Data items

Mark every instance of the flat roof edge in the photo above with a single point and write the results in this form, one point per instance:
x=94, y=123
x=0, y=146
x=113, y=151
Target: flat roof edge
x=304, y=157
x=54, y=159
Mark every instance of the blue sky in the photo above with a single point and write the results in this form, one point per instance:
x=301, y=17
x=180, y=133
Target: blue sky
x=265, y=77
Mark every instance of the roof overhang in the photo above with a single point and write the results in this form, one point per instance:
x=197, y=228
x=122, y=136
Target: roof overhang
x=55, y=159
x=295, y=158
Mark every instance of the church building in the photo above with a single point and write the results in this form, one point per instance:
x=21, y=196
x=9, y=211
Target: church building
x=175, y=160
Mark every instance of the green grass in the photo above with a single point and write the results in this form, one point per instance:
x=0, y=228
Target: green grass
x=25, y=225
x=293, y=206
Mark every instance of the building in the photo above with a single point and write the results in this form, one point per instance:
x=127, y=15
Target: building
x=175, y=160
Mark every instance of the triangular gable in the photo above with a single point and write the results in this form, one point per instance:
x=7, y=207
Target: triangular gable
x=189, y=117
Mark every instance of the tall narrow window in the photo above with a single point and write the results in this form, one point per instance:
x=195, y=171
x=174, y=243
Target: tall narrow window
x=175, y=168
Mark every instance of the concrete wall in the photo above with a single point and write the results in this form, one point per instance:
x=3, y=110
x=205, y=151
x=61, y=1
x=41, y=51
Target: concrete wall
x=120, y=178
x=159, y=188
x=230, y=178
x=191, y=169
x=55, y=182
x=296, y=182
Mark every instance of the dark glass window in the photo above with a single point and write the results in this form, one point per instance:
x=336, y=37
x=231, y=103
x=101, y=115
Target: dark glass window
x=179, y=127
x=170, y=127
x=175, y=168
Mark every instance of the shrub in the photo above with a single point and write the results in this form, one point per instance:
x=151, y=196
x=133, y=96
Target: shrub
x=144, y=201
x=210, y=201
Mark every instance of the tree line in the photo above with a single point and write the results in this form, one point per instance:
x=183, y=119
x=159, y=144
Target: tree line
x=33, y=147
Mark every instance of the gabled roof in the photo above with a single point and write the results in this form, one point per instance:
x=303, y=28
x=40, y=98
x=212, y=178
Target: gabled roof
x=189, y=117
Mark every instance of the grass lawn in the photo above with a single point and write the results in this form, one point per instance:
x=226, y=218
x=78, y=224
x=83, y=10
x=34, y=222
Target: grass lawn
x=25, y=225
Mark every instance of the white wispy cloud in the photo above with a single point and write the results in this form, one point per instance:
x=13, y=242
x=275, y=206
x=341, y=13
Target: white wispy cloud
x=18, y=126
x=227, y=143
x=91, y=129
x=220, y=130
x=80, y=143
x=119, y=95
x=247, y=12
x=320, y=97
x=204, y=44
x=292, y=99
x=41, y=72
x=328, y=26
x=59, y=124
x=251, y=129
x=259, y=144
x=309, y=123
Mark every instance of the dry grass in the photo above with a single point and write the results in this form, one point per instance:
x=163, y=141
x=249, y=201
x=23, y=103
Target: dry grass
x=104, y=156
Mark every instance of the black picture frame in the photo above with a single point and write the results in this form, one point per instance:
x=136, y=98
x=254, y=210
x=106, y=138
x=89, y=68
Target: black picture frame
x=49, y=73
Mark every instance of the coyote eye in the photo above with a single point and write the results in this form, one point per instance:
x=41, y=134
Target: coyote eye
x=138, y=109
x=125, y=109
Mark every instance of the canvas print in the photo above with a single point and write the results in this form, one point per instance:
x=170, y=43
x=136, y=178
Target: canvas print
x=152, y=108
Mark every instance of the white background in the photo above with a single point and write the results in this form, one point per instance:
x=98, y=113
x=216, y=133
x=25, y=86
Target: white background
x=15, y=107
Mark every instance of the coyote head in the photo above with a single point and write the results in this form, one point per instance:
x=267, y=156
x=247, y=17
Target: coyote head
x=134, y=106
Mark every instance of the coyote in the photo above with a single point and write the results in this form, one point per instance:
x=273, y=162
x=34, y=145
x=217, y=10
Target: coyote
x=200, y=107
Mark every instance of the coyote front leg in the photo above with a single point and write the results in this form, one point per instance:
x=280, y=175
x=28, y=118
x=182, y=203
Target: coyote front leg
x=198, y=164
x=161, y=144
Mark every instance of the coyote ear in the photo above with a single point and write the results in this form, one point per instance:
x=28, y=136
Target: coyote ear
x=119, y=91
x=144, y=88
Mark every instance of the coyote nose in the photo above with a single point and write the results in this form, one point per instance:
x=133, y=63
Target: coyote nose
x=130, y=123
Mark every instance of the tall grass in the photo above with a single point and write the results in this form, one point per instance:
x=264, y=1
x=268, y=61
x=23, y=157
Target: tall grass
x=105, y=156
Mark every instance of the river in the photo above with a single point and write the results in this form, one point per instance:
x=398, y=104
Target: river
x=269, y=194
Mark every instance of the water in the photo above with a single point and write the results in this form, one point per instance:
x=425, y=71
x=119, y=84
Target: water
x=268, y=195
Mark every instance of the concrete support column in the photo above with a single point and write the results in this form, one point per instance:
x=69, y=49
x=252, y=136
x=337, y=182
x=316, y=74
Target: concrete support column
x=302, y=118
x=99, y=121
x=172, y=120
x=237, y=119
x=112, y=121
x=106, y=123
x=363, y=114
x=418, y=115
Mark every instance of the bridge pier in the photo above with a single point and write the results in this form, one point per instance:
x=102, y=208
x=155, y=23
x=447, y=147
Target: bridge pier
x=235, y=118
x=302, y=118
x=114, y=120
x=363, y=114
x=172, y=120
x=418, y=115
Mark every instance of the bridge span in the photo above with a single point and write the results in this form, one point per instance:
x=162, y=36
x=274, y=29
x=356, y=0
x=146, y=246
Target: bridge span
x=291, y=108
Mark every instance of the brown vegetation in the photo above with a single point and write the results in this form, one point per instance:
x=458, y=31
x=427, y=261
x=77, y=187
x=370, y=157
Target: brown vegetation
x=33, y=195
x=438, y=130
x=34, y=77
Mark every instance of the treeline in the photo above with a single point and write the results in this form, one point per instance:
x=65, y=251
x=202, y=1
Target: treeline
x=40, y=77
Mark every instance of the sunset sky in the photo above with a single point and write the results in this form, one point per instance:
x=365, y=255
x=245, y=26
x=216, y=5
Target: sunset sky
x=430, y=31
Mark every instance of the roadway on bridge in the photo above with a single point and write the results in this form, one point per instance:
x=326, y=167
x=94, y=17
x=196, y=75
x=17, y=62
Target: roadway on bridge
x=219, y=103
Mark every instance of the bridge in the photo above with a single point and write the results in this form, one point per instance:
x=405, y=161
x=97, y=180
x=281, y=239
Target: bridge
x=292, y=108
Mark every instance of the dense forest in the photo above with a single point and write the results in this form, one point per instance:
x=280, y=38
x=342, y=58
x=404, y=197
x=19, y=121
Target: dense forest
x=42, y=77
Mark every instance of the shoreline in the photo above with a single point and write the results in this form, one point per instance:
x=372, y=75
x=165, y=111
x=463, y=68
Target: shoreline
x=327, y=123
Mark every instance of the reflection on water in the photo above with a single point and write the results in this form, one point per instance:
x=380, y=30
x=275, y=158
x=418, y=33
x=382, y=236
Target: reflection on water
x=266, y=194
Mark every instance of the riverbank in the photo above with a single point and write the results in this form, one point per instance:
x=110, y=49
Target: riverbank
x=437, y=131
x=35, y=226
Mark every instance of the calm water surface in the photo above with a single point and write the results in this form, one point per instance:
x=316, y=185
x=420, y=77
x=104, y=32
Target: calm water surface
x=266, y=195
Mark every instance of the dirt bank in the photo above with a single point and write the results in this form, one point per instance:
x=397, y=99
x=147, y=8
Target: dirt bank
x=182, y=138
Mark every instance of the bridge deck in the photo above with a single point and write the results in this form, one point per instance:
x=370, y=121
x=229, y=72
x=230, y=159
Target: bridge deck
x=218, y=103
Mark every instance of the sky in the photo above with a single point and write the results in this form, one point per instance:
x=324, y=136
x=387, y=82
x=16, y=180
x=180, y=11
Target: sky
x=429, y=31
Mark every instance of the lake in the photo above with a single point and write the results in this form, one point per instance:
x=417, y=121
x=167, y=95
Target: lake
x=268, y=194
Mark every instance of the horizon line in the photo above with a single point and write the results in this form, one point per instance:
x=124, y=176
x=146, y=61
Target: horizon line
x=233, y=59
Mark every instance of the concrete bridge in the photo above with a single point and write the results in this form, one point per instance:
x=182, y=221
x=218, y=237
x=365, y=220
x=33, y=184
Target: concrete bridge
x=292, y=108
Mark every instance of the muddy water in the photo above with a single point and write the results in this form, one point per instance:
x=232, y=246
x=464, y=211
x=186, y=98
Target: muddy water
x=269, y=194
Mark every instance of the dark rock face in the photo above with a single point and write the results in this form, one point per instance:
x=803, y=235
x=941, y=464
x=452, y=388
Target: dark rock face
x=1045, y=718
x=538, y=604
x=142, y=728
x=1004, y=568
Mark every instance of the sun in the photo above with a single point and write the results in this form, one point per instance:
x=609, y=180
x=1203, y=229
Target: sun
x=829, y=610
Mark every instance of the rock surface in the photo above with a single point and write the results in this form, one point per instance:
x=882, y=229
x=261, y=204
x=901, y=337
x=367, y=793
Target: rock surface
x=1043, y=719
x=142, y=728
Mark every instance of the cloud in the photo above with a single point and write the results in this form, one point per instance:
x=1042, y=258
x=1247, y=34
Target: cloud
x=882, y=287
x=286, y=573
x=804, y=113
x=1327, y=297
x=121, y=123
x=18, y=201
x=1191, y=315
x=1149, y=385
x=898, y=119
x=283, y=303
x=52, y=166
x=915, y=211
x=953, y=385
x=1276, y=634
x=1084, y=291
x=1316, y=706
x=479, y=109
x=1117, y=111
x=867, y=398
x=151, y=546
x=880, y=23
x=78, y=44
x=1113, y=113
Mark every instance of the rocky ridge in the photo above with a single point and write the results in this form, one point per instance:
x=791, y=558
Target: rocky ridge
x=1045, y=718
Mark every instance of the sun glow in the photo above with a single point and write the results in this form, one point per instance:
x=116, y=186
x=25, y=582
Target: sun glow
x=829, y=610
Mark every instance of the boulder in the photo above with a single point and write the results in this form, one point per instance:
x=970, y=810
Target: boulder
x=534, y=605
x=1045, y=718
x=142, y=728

Exercise directions
Copy every line of the data above, beginning with the first and ending with the line that contains "x=197, y=228", and give nothing more.

Task solution
Mark every instance of the flat roof edge in the photo above with a single point and write the results in this form, one point per instance:
x=94, y=123
x=0, y=146
x=113, y=151
Target: flat roof edge
x=304, y=157
x=54, y=159
Mark every instance of the blue sky in the photo above with a single point and write the results in this form, one point per instance:
x=301, y=17
x=180, y=133
Target: blue sky
x=265, y=77
Mark every instance of the roof overhang in the photo above with a single point and write the results in this form, one point per instance:
x=197, y=228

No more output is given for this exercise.